- [Given text]:
# UK to Germany help



## DrJNA

Hi All, 

First post so nice to meet you all and I hope I can learn from some of your experiences.

I am a UK citizen, my partner is a German citizen. We are planning to move to Germany in the next few months with our UK work contracts coming to an end.
We are not married, but we both hold PhD's in chemistry, so that should be my ticket into Germany. It looks like I will probably move without a job at the moment though but we have somewhere we can live in NRW and enough money to survive for a year or two. I am fairly happy that I understand that I can travel to Germany and within the first 90 days sort the anmeldung process. Nonetheless I have a few questions.

I understand I will need to get private health insurance - does anyone have a recommendation on who is a good provider and also give me an idea of what ballpark we are looking at for costs?

Additionally we don't have a huge amount of stuff to bring with us, so we are considering hiring a van and driving over, does anyone have any ideas about the customs procedure at Dover for example - I know this might be very tricky to answer with the brexit changes. I maybe naively presume because they're personal items we don't have to declare anything?

If you have any advice for me at all, I would appreciate this!

James


----------



## ALKB

DrJNA said:


> Hi All,
> 
> First post so nice to meet you all and I hope I can learn from some of your experiences.
> 
> I am a UK citizen, my partner is a German citizen. We are planning to move to Germany in the next few months with our UK work contracts coming to an end.
> We are not married, but we both hold PhD's in chemistry, so that should be my ticket into Germany. It looks like I will probably move without a job at the moment though but we have somewhere we can live in NRW and enough money to survive for a year or two. I am fairly happy that I understand that I can travel to Germany and within the first 90 days sort the anmeldung process. Nonetheless I have a few questions.
> 
> I understand I will need to get private health insurance - does anyone have a recommendation on who is a good provider and also give me an idea of what ballpark we are looking at for costs?
> 
> Additionally we don't have a huge amount of stuff to bring with us, so we are considering hiring a van and driving over, does anyone have any ideas about the customs procedure at Dover for example - I know this might be very tricky to answer with the brexit changes. I maybe naively presume because they're personal items we don't have to declare anything?
> 
> If you have any advice for me at all, I would appreciate this!
> 
> James


I am afraid it's not quite that easy anymore. It's a pity that you didn't make the move last year.

Anmeldung does not equal residence permit. Anyone can register their residence but that does not make it legal to stay longer than 90 days.

Also, 90 days are highly ambitious for moving, finding a job that is willing and able to provide sponsorship and getting all that sorted.

To be blunt, have you considered marriage? That would make you eligible for a spouse visa and free family health insurance.

Segmentation dataset excerpts
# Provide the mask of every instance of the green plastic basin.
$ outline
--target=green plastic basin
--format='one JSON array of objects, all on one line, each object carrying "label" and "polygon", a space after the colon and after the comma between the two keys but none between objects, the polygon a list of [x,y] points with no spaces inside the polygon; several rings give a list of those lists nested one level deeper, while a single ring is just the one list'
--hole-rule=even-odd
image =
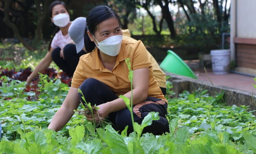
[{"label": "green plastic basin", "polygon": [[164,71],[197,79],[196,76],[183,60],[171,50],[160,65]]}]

--

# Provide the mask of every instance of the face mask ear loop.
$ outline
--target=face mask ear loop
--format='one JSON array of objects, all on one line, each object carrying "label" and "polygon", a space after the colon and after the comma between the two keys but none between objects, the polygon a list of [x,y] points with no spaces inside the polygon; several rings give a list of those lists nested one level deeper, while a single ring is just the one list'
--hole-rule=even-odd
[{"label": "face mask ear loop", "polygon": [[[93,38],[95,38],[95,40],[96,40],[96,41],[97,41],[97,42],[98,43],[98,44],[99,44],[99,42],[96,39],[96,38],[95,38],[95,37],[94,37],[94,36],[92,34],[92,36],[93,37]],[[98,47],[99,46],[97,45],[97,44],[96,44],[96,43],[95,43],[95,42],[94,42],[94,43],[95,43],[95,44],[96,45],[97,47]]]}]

==

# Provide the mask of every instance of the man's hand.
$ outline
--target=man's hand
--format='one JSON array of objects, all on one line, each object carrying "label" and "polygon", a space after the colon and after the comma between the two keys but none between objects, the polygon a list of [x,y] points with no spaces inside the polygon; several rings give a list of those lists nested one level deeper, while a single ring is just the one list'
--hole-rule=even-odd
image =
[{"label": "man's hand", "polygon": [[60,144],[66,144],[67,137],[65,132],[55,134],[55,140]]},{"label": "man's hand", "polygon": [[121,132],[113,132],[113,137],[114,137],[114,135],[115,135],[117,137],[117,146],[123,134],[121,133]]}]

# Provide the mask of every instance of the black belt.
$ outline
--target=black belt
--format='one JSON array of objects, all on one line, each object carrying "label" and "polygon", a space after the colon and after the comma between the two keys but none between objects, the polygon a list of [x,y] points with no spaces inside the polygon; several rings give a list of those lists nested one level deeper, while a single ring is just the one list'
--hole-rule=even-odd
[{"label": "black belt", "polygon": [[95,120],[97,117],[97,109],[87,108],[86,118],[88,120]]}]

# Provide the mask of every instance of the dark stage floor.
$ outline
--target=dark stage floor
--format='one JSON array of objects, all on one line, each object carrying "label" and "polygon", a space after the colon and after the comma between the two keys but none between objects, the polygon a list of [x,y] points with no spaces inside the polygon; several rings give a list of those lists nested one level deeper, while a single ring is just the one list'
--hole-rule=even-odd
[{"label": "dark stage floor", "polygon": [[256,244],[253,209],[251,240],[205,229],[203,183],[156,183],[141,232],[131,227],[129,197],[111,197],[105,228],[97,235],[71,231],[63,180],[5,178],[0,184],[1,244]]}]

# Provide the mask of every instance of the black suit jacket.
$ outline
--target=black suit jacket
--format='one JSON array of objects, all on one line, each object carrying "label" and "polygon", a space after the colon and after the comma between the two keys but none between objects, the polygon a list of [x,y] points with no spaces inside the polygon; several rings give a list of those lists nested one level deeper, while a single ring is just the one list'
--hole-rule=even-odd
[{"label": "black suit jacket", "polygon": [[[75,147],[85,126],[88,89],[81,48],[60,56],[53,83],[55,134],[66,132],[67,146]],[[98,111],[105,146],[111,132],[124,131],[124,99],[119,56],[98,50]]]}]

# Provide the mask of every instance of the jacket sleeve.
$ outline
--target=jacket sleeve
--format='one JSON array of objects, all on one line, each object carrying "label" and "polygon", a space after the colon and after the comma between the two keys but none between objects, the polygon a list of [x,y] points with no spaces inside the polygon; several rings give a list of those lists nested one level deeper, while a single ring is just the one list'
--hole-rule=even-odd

- [Set of tasks]:
• A. In the thread about moving from the UK to Germany, what doctoral degree do the original poster and the partner both hold?
• B. Can you restate word for word the part of the thread about moving from the UK to Germany, everything from "Anmeldung does not" down to "all that sorted."?
• C. Can you supply the next part of the thread about moving from the UK to Germany, picking up after its last reply?
The records aren't needed for any of this.

- [Set of answers]:
• A. PhDs in chemistry.

• B.
Anmeldung does not equal residence permit. Anyone can register their residence but that does not make it legal to stay longer than 90 days.

Also, 90 days are highly ambitious for moving, finding a job that is willing and able to provide sponsorship and getting all that sorted.

• C.
Otherwise, I would not touch private insurance with a ten foot pole! It's okay if you are young, healthy and don't intend to stay very long in Germany, if that doesn't apply, I would always opt for voluntary insurance with a statutory insurance provider. I have very good personal experience with SBK and TK. I also heard that BKK is excellent for voluntary insurance.


----------



## DrJNA

Thanks for your reply, it’s a pity indeed, it it simply wasn’t possible last year. I also agree 90 days is ambitious but I can get a job seeker visa which will allow me to stay up to six months. The German embassy has basically told me that with a PhD it will be straight forwards to get that. Additionally it will be more than likely possible to extend if I don’t find a job in six months - which I’m sure I will be able to do.

Marriage is definitely a possible. Do I need to have been married to my partner for a certain amount of time before I can get the necessary Visa?


----------



## ALKB

DrJNA said:


> Thanks for your reply, it’s a pity indeed, it it simply wasn’t possible last year. I also agree 90 days is ambitious but I can get a job seeker visa which will allow me to stay up to six months. The German embassy has basically told me that with a PhD it will be straight forwards to get that. Additionally it will be more than likely possible to extend if I don’t find a job in six months - which I’m sure I will be able to do.
> 
> Marriage is definitely a possible. Do I need to have been married to my partner for a certain amount of time before I can get the necessary Visa?


Jobseeker visa is definitely possible and can be applied for in country, as per anecdotal evidence on this forum. I thought a jobseeker visa has a non-extendable validity of 6 months but I may be mistaken.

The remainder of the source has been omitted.